>> START
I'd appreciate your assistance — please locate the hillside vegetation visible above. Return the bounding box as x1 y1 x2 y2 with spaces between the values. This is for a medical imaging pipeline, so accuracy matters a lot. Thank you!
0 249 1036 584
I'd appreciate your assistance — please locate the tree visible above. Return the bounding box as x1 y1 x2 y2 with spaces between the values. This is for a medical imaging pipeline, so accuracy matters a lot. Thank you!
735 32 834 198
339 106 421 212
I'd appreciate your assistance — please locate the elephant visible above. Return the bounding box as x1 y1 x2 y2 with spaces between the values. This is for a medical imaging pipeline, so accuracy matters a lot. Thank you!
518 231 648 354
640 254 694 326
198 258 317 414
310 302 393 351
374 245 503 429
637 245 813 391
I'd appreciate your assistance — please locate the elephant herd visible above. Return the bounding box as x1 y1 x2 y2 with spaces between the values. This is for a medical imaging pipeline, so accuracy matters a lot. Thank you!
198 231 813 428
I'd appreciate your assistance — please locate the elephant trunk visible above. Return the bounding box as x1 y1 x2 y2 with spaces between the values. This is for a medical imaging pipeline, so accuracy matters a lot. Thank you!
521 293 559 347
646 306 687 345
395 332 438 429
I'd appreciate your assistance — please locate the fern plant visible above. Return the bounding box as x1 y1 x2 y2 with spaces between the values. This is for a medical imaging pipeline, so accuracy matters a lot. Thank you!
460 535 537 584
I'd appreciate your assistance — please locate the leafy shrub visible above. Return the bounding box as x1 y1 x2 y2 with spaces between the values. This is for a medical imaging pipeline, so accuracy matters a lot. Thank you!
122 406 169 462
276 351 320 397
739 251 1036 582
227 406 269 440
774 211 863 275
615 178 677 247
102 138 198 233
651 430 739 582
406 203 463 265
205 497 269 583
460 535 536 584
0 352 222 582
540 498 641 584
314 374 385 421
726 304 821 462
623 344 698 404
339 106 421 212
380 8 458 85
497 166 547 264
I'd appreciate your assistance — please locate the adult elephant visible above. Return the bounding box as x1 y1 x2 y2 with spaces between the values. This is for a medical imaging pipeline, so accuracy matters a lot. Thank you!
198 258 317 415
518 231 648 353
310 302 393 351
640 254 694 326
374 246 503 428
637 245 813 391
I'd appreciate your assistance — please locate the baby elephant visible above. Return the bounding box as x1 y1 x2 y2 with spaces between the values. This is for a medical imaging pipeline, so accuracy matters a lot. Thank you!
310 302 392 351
>> END
What you should do:
Write out every line above verbatim, in the same order, with no changes.

Answer to this exercise:
I'd appreciate your assistance — please locate the hillside vegetation visible above. Return the bounding box as x1 y1 x2 y2 with spaces between the values. This is for a medical imaging pipeline, so accuracy matters a lot. Thank you!
0 249 1036 584
I'd appreciate your assistance — please locate the tree visible above. Return the bounding box as x1 y1 x2 y2 with spaces between the values. This is for a medical imaging pipeline, so accuracy matters a lot. Thank you!
735 32 834 198
339 106 421 212
I'd appreciate your assistance — please locate the elephant visible above. Return the bounding box as x1 y1 x2 y2 with spaces between the values. This is for a medical imaging pipeline, so accuracy matters a lot. Thank you!
518 231 648 354
640 254 694 326
198 258 317 414
310 302 393 351
374 245 503 429
637 245 813 391
I'd appreciate your assistance — please locate the elephant herd visible above. Return the bounding box as x1 y1 x2 y2 with spaces between the values. This is for a medical imaging pipeline, so accuracy matters a lot. Thank you!
198 231 813 428
I'd appreciate your assistance — please locate the elephant trunk visible above. Return the bounding box as x1 y1 x2 y2 with spaces between the values. This is for a medical imaging pipeline, so accuracy matters a lot. Thank you!
521 293 559 347
646 306 687 345
395 332 438 429
I'd appreciate your assistance — please locate the fern plant visible above. Return the bounding box as x1 y1 x2 y2 with spaces between the values. This is for a medical imaging pipeline, so accuracy matters a lot. Thank you!
460 535 537 584
I'd appreciate your assistance — please locate the leafy shrub visible above. Return the bounding box as x1 y1 x2 y2 with spaces between the values. This is for a medical imaging pipeline, so accuracy matters a lot. Thank you!
122 406 169 462
276 351 320 397
739 251 1036 582
227 406 269 440
774 211 863 275
615 178 677 247
102 138 198 233
651 430 739 582
406 203 463 265
205 497 269 583
460 535 536 584
0 352 222 582
540 498 641 584
314 374 385 421
726 304 821 462
623 344 698 404
339 106 421 212
380 8 458 85
497 166 547 264
I'd appreciate your assistance — please locate the adult elephant visible above. Return the bounding box as x1 y1 x2 y2 with spaces between the values. This is for a medical imaging pipeline, so accuracy matters a lot. Thank you!
198 258 317 415
518 231 648 353
310 302 393 351
640 254 694 326
374 246 503 428
637 245 813 391
I'd appreciate your assistance — please locate the baby elephant visible above. Return the bounding box as x1 y1 x2 y2 with spaces between the values. This is for a medical imaging pipeline, so accuracy matters a lot. Thank you!
310 302 392 351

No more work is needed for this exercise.